Work task A: According to the enzyme purification passage, how many grams of rat liver were the peroxisomes purified from?
Work task B: Carry the enzyme purification text forward from its last sentence.

Text segment:
Enzyme Purification. Peroxisomes were purified from 70 g of rat liver, homogenized in 0.25 M sucrose/10 mM Mops, pH 7.4/0.1% (vol/vol) ethanol/1 mM EDTA/1 mM EGTA/2 mM DTT/1 μg/ml leupeptin, by combination of differential and isopycnic centrifugation, as described (21). The matrix proteins were released by sonication (21) and subjected to five successive low-pressure chromatographic steps at 4°C. After dialysis against 20 mM Tris, pH 8.0/10 mM K-phosphate/1 mM EDTA/2 mM DTT/20% (vol/vol) glycerol/0.2% (wt/vol) Tween-20, the enzyme preparation was first applied to a DEAE-Fast Flow Sepharose column (Amersham Pharmacia; 2.6 × 10 cm). After the column was washed for 90 min, bound proteins were eluted with KCl (0 to 0.4 M over 90 min) at a flow rate of 1.47 ml/min. The enzymatically active fractions, eluted between 20 and 100 mM salt, were combined, concentrated by ultrafiltration (Centriprep-10, Amicon), and dialyzed against 20 mM K-phosphate, pH 7.0/1 mM EDTA/2 mM DTT/20% (vol/vol) glycerol/0.2% (wt/vol) Tween-20. This preparation was subjected to phosphocellulose chromatography (Whatman P11; 2.5 × 8 cm) and eluted with a linear KCl gradient at a flow rate of 1.18 ml/min (0 to 0.6 M KCl over 86 min). Enzymatically active fractions, eluted between 40 and 100 mM salt, were combined and concentrated as described above and stored at −20°C for further experiments or dialyzed against 20 mM Tris, pH 7.5/10 mM K-phosphate/2 mM DTT/20% (vol/vol) glycerol/0.2% (wt/vol) Tween-20. The dialyzed sample was passed through two Econo-Pac HTP hydroxyapatite cartridges (Bio-Rad; 5 ml) connected in series, and the proteins were eluted with a KCl gradient (0 to 0.5 M over 120 min) at a flow rate of 0.5 ml/min. After concentration, the active fractions, eluted from the hydroxyapatite column between 160 and 420 mM salt, were dialyzed against 20 mM Tris, pH 8.0/10 mM K-phosphate/2 mM DTT/20% (vol/vol) glycerol/0.2% (wt/vol) Tween-20 and applied on an anion-exchanger (Econo-Pac Q cartridges, Bio-Rad, 2 × 5 ml). Proteins were eluted with a KCl gradient (0 to 0.6 M over 120 min) at a flow rate of 1 ml/min. Final purification was obtained by subjecting the combined and concentrated active fractions of the anion exchange column (eluted between 25 and 50 mM salt) to gel filtration (Ultrogel AcA-34, 1.6 × 90 cm) in 20 mM Tris, pH 8.0/0.1 M KCl/2 mM DTT/20% (vol/vol) glycerol/0.2% (wt/vol) Tween-20 at a flow rate of 0.2 ml/min. The column was calibrated as described previously (21).

Material shown:
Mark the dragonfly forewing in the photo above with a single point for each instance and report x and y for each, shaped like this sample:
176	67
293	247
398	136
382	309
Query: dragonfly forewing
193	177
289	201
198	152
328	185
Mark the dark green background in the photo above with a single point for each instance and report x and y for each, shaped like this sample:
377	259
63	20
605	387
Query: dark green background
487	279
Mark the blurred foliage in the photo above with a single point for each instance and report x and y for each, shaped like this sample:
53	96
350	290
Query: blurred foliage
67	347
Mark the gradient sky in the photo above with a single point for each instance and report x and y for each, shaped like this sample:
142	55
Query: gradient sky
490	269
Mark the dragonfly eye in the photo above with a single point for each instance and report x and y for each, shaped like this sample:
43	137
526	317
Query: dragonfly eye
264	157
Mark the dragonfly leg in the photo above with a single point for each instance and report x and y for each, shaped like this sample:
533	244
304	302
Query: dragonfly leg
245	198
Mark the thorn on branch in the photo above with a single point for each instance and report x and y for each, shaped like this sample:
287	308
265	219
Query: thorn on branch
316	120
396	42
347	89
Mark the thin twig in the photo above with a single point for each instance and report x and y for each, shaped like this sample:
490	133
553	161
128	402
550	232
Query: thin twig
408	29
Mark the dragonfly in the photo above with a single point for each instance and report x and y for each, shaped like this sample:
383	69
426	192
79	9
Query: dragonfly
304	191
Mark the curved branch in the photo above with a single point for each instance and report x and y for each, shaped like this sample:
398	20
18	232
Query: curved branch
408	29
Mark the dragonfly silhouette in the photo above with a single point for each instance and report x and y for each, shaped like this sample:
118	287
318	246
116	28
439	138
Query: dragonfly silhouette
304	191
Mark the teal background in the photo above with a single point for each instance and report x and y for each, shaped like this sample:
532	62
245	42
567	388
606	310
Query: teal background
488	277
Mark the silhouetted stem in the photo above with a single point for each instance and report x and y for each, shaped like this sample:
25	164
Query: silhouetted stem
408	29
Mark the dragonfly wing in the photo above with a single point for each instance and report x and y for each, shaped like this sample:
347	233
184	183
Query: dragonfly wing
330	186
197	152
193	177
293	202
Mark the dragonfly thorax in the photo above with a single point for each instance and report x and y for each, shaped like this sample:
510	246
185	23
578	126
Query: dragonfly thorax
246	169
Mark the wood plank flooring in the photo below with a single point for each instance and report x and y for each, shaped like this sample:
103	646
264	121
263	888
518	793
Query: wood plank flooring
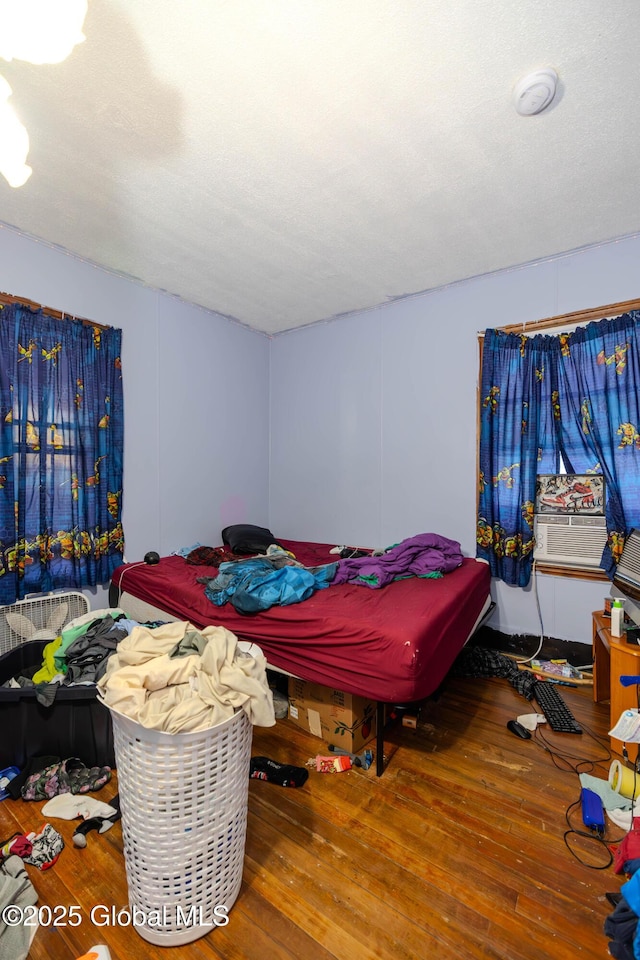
457	851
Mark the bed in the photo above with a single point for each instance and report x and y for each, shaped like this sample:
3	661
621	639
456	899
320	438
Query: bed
394	645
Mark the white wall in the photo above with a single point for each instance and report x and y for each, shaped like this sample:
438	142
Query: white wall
373	419
196	390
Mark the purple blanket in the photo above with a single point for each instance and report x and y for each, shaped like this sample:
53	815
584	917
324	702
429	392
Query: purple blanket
417	556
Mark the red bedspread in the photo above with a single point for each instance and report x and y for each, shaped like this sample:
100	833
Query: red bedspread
394	644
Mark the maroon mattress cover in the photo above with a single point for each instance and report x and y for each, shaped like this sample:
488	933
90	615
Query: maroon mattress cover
394	644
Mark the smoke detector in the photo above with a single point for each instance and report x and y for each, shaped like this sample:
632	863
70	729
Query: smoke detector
534	93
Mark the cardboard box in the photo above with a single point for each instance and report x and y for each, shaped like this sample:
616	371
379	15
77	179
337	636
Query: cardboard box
342	719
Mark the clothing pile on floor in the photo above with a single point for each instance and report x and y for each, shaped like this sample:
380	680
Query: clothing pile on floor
621	926
78	656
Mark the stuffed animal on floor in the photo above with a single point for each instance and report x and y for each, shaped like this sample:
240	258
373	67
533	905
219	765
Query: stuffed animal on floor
26	629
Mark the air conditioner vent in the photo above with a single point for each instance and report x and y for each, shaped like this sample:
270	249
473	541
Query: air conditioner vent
570	541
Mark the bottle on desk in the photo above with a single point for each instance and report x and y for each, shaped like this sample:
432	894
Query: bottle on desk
617	618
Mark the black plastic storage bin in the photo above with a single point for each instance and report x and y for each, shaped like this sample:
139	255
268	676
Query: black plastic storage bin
75	725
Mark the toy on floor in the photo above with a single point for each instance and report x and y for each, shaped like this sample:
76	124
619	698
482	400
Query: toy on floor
99	952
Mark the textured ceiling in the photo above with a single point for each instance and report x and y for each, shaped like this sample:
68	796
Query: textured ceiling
286	161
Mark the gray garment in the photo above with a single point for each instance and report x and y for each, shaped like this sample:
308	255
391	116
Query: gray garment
16	890
87	656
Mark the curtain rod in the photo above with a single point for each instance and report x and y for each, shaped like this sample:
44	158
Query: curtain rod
578	317
8	298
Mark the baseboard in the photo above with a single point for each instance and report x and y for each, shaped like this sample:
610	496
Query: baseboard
525	645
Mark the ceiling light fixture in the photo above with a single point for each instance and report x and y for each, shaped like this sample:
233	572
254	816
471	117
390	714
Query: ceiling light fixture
39	31
534	93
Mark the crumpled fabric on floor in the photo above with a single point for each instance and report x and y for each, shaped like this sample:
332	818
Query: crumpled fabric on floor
17	890
69	776
154	679
480	662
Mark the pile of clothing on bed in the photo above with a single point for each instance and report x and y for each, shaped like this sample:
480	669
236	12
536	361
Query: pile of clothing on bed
274	576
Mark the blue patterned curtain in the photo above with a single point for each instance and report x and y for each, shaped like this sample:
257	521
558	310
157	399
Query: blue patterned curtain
598	384
572	396
517	441
61	447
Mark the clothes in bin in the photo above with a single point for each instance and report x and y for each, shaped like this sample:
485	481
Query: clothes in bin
75	725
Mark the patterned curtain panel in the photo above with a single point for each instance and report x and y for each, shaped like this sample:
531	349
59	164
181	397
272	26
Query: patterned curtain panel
598	385
573	396
517	441
61	450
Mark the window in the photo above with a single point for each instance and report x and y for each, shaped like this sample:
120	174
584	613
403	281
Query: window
570	398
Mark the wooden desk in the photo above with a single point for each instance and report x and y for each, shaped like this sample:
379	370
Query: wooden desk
613	658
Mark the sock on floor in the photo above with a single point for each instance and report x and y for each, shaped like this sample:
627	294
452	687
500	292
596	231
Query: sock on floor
47	847
284	774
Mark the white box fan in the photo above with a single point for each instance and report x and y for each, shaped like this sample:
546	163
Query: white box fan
39	618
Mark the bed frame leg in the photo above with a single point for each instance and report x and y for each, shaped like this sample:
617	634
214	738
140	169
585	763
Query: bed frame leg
379	738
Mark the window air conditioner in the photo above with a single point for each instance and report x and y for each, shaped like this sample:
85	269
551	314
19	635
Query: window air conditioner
569	541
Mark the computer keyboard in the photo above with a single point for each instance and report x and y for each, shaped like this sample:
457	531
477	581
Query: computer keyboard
558	715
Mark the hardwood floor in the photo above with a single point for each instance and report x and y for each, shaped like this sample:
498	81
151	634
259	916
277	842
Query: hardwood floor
457	851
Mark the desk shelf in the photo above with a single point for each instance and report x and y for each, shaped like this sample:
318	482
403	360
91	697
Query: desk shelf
612	658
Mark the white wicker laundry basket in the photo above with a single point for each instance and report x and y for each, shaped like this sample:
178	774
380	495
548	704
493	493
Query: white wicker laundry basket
184	816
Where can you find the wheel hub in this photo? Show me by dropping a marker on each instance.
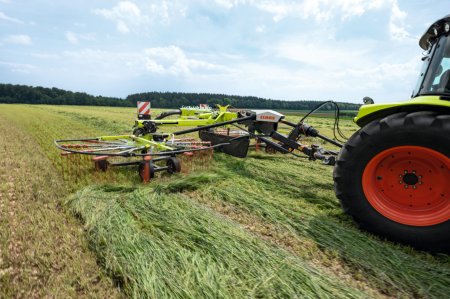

Answer box A: 70 g

Answer box B:
Fractions from the different chromatographic steps were examined by SDS/PAGE (10–20% polyacrylamide gradient gels), and protein bands were visualized by silver or Coomassie blue staining.
Measurement of Lyase Activity. The production of [14C]formate, measured as 14CO2 (22), was used to quantify lyase activity. In this assay, [14C]formyl-CoA, the primary α-oxidation product that is readily hydrolyzed to [14C]formate, is also measured as 14CO2 (4). Incubations (37°C) were started by adding 50 μl of the enzyme source to 200 μl of reaction medium. Final assay concentrations were 50 mM Tris buffer, pH 7.5, 6.6 μM BSA, 0.8 mM MgCl2, 20 μM thiamine pyrophosphate (TPP), and 40 μM 2-hydroxy-3-methyl[1-14C]hexadecanoyl-CoA (4). Reactions were terminated after 10 min with 125 μl 6% (wt/vol) HClO4, and the acidified mixtures were used for the measurement of radioactive formate (22).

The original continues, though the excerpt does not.